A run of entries

=====

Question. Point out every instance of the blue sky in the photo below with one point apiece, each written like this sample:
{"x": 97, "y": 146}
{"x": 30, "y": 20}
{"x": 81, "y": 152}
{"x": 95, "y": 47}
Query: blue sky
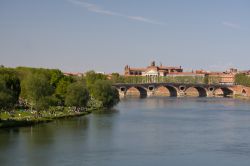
{"x": 105, "y": 35}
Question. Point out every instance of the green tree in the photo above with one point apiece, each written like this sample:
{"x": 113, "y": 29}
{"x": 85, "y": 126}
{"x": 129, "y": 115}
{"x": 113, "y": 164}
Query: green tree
{"x": 77, "y": 95}
{"x": 61, "y": 88}
{"x": 91, "y": 77}
{"x": 7, "y": 97}
{"x": 9, "y": 88}
{"x": 102, "y": 91}
{"x": 39, "y": 91}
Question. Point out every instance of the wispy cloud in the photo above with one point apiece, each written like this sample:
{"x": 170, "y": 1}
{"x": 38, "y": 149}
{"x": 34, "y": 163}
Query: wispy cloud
{"x": 231, "y": 25}
{"x": 97, "y": 9}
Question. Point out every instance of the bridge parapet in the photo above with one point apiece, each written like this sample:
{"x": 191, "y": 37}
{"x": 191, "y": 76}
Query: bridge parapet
{"x": 174, "y": 89}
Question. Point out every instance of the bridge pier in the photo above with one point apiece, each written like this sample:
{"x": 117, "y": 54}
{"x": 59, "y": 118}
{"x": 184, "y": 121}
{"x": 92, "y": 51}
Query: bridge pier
{"x": 179, "y": 90}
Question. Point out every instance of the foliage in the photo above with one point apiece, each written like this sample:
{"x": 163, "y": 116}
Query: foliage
{"x": 91, "y": 77}
{"x": 77, "y": 95}
{"x": 61, "y": 88}
{"x": 9, "y": 88}
{"x": 38, "y": 91}
{"x": 102, "y": 91}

=====

◆ Exercise
Can you output every line of all the entries above as a JSON list of strings, one string per line, with blank lines left out and the pictures omitted?

◆ Result of the task
[
  "Question. Point out every instance of the blue sky in the photo below with one point apiece, each written like this sample:",
  "{\"x\": 97, \"y\": 146}",
  "{\"x\": 30, \"y\": 20}",
  "{\"x\": 81, \"y\": 152}",
  "{\"x\": 95, \"y\": 47}",
  "Query: blue sky",
  "{\"x\": 105, \"y\": 35}",
  "Question. Point out every instance of the green tree in the photo above with one point apiece, each written like this sample:",
  "{\"x\": 113, \"y\": 29}",
  "{\"x\": 85, \"y\": 126}",
  "{\"x\": 129, \"y\": 115}",
  "{\"x\": 113, \"y\": 164}",
  "Query: green tree",
  "{\"x\": 77, \"y\": 95}",
  "{\"x\": 61, \"y\": 88}",
  "{\"x\": 91, \"y\": 77}",
  "{\"x\": 7, \"y\": 97}",
  "{\"x\": 9, \"y\": 88}",
  "{\"x\": 102, \"y\": 91}",
  "{\"x\": 39, \"y\": 91}",
  "Question. Point out every instance of the wispy cloud in the photo above with one point apiece, each written like this sample:",
  "{\"x\": 170, \"y\": 1}",
  "{\"x\": 38, \"y\": 149}",
  "{\"x\": 34, \"y\": 163}",
  "Query: wispy cloud",
  "{\"x\": 231, \"y\": 25}",
  "{\"x\": 97, \"y\": 9}",
  "Question. Point out every instance of the bridge parapet in the photo above with one point apiece, each written like this sample:",
  "{\"x\": 191, \"y\": 37}",
  "{\"x\": 191, \"y\": 76}",
  "Query: bridge parapet",
  "{\"x\": 174, \"y\": 89}",
  "Question. Point out every instance of the bridge pier in the photo above with one point apiece, each written like this sample:",
  "{\"x\": 117, \"y\": 54}",
  "{\"x\": 59, \"y\": 118}",
  "{\"x\": 184, \"y\": 121}",
  "{\"x\": 92, \"y\": 51}",
  "Query: bridge pier",
  "{\"x\": 179, \"y\": 90}",
  "Question. Point out every instance of the foliage in the photo above with one point apiece, each written like this sample:",
  "{\"x\": 163, \"y\": 116}",
  "Query: foliage",
  "{\"x\": 91, \"y\": 77}",
  "{\"x\": 77, \"y\": 95}",
  "{\"x\": 61, \"y\": 88}",
  "{\"x\": 9, \"y\": 88}",
  "{\"x\": 38, \"y\": 91}",
  "{\"x\": 102, \"y\": 91}"
]